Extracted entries
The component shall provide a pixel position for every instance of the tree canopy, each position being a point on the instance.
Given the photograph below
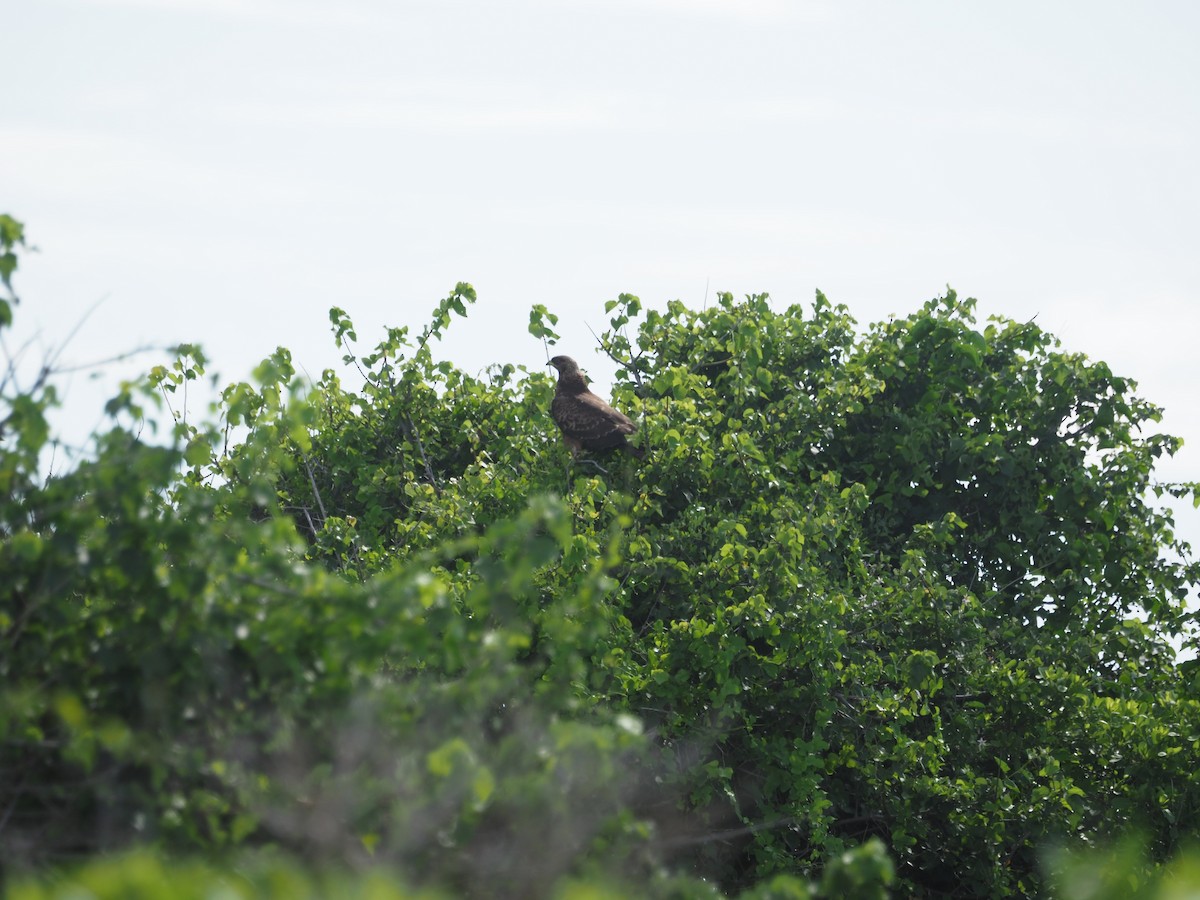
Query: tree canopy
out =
(880, 609)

What is asked: Please copy out all the entries above in full, along with their answers, and shift every pixel coordinate in the answers up by 104. Leave the pictures out.

Response to this exercise:
The component shall provide a pixel position for every instance of the tree canopy, each position being a point on the instance.
Given the photograph below
Query: tree canopy
out =
(984, 713)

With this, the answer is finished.